[Data lines]
------------------------------------------------------------------------

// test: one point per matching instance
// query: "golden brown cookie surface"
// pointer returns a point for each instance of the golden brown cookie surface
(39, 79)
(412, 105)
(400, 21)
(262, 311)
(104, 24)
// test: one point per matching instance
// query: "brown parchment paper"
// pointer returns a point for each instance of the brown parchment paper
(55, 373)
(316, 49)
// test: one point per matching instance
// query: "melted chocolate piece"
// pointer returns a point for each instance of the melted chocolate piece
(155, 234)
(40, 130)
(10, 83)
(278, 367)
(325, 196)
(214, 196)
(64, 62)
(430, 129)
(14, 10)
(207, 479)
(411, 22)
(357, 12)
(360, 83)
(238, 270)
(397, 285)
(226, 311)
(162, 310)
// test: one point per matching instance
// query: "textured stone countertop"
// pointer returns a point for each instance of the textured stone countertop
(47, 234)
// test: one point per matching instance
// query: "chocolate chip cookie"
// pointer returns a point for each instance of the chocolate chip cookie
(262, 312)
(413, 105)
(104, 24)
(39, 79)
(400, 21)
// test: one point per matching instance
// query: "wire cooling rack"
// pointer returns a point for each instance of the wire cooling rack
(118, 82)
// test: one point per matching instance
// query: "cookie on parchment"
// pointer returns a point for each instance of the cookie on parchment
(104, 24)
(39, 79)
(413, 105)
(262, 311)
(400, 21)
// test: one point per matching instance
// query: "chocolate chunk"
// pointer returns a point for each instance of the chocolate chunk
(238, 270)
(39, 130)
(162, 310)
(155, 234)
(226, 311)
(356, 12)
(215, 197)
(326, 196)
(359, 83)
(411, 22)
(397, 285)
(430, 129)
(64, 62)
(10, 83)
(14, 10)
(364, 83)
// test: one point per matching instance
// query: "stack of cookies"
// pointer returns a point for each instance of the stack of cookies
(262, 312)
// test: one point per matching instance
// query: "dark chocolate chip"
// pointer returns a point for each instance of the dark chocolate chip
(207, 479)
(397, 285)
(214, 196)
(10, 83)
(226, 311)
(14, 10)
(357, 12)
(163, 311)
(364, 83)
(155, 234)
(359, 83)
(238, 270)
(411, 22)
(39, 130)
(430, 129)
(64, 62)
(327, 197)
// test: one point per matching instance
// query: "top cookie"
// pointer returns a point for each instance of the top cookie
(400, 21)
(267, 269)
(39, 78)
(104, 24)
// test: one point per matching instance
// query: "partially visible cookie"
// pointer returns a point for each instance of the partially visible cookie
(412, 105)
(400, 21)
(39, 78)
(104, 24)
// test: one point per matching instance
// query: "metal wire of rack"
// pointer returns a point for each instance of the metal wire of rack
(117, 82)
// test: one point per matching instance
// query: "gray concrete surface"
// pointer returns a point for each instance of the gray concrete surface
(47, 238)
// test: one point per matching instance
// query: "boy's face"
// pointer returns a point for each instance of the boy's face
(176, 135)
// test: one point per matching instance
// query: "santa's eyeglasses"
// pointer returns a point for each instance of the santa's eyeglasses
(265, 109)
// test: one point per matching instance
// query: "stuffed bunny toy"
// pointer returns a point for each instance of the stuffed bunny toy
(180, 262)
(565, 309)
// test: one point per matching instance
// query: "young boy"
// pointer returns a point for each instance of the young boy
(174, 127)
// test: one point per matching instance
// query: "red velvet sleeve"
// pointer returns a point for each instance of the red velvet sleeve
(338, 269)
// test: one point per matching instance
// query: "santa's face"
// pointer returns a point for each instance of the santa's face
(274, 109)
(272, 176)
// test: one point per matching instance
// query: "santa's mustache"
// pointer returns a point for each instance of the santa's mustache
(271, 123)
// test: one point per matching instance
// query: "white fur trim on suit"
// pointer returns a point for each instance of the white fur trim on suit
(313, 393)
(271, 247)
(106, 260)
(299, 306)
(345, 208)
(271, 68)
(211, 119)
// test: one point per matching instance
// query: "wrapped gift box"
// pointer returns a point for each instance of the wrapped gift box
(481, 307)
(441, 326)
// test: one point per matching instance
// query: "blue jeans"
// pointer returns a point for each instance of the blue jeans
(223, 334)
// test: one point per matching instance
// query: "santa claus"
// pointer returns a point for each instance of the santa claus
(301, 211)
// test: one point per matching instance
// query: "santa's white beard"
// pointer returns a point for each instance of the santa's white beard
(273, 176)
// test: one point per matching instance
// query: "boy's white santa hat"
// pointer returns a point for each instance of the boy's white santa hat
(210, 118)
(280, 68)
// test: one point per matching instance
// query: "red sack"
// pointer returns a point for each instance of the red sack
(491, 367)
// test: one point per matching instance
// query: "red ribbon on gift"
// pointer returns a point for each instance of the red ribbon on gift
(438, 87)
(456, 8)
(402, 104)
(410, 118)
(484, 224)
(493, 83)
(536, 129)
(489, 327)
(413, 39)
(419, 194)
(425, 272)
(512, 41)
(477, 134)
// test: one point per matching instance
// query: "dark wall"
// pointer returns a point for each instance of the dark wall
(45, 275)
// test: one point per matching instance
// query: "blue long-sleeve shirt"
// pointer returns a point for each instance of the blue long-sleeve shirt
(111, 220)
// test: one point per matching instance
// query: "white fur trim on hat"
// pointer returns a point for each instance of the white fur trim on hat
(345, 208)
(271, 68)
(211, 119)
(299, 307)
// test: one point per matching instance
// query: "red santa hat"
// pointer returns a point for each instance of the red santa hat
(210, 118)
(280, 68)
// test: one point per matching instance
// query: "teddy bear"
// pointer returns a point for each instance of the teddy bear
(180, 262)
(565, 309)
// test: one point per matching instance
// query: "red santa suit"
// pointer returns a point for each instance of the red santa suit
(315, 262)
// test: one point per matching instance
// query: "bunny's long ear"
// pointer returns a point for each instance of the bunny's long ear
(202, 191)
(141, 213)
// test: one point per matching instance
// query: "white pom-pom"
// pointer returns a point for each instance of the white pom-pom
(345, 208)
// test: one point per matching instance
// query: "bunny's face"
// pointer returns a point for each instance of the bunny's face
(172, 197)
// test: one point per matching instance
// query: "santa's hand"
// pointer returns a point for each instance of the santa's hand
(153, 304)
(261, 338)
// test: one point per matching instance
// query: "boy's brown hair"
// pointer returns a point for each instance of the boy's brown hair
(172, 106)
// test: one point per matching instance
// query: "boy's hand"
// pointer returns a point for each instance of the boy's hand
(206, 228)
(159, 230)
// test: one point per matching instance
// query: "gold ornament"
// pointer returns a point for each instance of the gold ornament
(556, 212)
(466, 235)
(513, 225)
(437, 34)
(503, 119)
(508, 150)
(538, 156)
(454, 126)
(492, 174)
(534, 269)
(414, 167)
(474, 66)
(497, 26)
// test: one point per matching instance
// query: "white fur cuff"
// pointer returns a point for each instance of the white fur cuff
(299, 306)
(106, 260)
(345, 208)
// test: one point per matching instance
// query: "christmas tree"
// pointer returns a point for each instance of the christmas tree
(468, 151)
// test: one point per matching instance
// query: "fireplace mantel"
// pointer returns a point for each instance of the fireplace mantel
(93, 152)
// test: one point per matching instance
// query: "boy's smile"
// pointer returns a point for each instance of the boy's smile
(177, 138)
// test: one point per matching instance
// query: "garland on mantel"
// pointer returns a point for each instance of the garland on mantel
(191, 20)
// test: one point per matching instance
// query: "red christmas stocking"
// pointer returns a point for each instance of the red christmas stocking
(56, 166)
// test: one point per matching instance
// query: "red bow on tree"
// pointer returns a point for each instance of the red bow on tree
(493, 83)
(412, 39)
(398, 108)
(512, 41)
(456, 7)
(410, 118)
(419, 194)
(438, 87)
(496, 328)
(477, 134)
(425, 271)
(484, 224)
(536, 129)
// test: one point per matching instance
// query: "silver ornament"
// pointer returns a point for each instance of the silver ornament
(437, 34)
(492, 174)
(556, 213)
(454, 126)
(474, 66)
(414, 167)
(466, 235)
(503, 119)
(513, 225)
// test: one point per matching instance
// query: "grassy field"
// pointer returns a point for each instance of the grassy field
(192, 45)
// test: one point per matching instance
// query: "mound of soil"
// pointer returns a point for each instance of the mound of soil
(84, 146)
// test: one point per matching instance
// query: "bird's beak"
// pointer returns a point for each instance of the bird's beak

------------------------------------------------------------------------

Find each line above containing the string "countertop", treating uppercase and lowercase as different, and copy every such line.

// query: "textured stone countertop"
// pointer returns a point for each instance of the textured stone countertop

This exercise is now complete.